## Requirements
Convert every one of the rows below into a JSON list of strings, with one string per line and blank lines left out.

BEGIN Task input

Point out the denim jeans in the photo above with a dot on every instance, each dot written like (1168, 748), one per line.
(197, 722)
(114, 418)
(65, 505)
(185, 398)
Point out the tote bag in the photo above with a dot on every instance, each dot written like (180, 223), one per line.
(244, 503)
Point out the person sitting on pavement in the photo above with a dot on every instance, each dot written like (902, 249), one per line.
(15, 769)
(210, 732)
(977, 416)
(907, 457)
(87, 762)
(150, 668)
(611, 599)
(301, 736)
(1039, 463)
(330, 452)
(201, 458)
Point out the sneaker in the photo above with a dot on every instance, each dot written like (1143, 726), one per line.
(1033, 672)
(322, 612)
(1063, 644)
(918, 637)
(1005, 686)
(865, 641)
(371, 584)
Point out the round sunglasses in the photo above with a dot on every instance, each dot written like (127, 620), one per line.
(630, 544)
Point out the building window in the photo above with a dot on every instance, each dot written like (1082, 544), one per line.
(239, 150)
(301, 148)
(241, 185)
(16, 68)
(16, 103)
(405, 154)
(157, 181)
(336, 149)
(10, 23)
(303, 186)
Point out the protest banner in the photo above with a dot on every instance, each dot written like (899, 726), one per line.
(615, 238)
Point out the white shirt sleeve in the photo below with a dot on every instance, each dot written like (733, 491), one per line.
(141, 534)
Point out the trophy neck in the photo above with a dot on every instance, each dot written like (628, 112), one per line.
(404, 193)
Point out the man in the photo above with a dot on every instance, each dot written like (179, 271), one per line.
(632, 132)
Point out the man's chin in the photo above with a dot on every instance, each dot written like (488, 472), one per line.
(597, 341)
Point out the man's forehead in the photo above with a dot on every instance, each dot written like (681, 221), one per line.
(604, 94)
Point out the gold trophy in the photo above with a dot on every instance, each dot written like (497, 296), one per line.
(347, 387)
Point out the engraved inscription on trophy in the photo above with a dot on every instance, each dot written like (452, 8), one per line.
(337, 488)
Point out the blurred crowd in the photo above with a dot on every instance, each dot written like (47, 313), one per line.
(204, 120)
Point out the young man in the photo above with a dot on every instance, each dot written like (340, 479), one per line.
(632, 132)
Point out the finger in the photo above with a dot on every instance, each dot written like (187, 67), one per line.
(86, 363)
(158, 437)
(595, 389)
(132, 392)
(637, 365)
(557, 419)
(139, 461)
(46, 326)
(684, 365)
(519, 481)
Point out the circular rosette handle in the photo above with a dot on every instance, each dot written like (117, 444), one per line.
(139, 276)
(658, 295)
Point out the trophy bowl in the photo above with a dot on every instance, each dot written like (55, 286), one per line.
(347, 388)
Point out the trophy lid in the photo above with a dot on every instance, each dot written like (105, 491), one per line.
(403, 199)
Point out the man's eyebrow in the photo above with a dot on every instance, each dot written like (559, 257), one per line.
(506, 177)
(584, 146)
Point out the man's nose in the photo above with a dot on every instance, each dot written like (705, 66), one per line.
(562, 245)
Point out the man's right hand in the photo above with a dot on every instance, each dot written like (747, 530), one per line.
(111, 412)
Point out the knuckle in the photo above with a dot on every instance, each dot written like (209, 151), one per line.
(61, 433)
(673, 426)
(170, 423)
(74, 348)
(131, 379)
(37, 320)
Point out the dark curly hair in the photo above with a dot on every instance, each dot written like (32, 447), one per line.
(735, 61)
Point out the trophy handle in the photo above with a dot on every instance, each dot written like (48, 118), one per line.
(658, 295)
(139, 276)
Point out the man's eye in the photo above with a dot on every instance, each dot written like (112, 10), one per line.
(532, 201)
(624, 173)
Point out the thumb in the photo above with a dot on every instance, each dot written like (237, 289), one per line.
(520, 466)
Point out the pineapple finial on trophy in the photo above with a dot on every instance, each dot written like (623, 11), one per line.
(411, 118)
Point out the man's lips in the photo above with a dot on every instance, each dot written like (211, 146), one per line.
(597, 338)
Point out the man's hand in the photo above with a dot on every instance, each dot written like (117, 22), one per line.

END Task input

## Solution for this task
[
  "Point out the denim jeans in the photo above with a dot on every instance, each dot written like (1168, 748), one per line.",
  "(197, 722)",
  "(114, 418)",
  "(65, 505)",
  "(185, 398)",
  "Point out the tote bag in the photo above with a dot on every instance, each dot written like (180, 223), one per line.",
  "(244, 503)",
  "Point out the person sitting on pavement in the photo above with a dot on every instance, each dot written like (902, 249), one per line.",
  "(15, 769)",
  "(210, 732)",
  "(977, 416)",
  "(907, 457)",
  "(87, 762)",
  "(150, 668)",
  "(611, 599)",
  "(301, 736)",
  "(1039, 463)",
  "(330, 452)",
  "(201, 458)",
  "Point out the sneaker in the photo above with a dot on every instance, each dot written like (1143, 726), one per line.",
  "(1033, 672)",
  "(322, 612)",
  "(1063, 644)",
  "(918, 637)",
  "(1005, 686)",
  "(865, 641)",
  "(371, 584)",
  "Point out the round sunglasses in the photo above with a dot on every instance, each dot written like (127, 620), one per line.",
  "(630, 544)",
  "Point out the building window in the photo above with a dot on every instance, each dot written like (1082, 544), one per line.",
  "(239, 150)",
  "(301, 148)",
  "(241, 185)",
  "(16, 68)",
  "(16, 103)",
  "(405, 154)",
  "(157, 181)",
  "(336, 149)",
  "(10, 23)",
  "(303, 186)",
  "Point out the protest banner in the photo above with a dot on every instance, each dot written like (899, 726), one per line.",
  "(615, 238)",
  "Point out the white shirt sleeve in the photo below with a dot on every instance, each dot written like (733, 491), one per line.",
  "(141, 534)",
  "Point out the trophy neck in the photo above with a dot on every instance, each dot written like (628, 112), one per line.",
  "(404, 193)",
  "Point out the man in the photo above with a dot on every instance, each dot written like (179, 271), one per line.",
  "(632, 132)",
  "Point out the man's chin in the photo above with a dot on every instance, each dot written like (488, 472), one per line.",
  "(597, 341)",
  "Point out the man's forehead in the photo above with a dot on every instance, each dot written like (681, 221), one per line.",
  "(604, 94)",
  "Point out the gold trophy in the photo above with a dot on every instance, each dot written like (497, 296), one per line.",
  "(347, 387)",
  "Point out the engraved inscription on trophy in the photo above with a dot on every instance, each dot written like (452, 8), one per line.",
  "(337, 488)",
  "Point out the blurred crowd in the photo above with a dot on every instance, each dot written like (47, 313), one per line.",
  "(204, 120)",
  "Point out the young man in the photo above with a dot on every instance, each dot written like (340, 479), one per line.",
  "(632, 132)",
  "Point out the finger in the photo above with a dot on every instance, each dot written like (187, 67), one per line.",
  "(86, 363)",
  "(158, 437)",
  "(595, 389)",
  "(132, 392)",
  "(637, 365)",
  "(557, 419)",
  "(139, 461)",
  "(46, 326)",
  "(684, 365)",
  "(519, 481)",
  "Point out the circular rosette handle in the photo above with a dot on every instance, each dot written like (117, 444), one per line.",
  "(139, 276)",
  "(658, 295)",
  "Point out the trophy bowl in the photo above with a dot on every instance, each dot written like (55, 286), one per line.",
  "(347, 388)",
  "Point out the trophy lid in the photo above with a dot on every instance, each dot written like (105, 491), one per line.",
  "(403, 199)",
  "Point out the man's eyebrow in the photo above with a dot on every instance, each dot written like (559, 257), one per line.",
  "(506, 177)",
  "(584, 146)",
  "Point out the man's nose in the photo above with a dot on every instance, each dot written like (705, 66), one per line.",
  "(562, 245)",
  "Point out the man's right hand in the photo above with a dot on every instance, each dot written like (747, 530), one per line.",
  "(111, 412)",
  "Point out the knuckle in the photo above with a dot on every instance, each dot written like (209, 151), one per line.",
  "(61, 433)",
  "(673, 426)",
  "(170, 423)",
  "(74, 348)",
  "(131, 379)",
  "(37, 320)",
  "Point out the dark curly hair in the photo above with a dot on every instance, each dot written like (32, 447), one per line.",
  "(735, 61)",
  "Point out the trophy handle in the photo above with a dot on every instance, each dot written like (48, 118), one per line.",
  "(658, 295)",
  "(139, 276)",
  "Point out the man's eye in the photo above with a dot on every instance, each dot written like (112, 10), one per line.",
  "(532, 201)",
  "(624, 173)",
  "Point out the thumb in the photo above with a dot on every instance, each dot written like (237, 289), one per line.",
  "(520, 466)",
  "Point out the pineapple finial on trophy in the photo above with a dot on every instance, each dot written like (623, 11), one per line.",
  "(411, 118)",
  "Point out the man's lips in the photo above with a dot on every instance, each dot written like (211, 146), one per line.",
  "(597, 338)",
  "Point out the man's hand in the photo above with a dot on every instance, each dot written like (117, 22), one per line."
]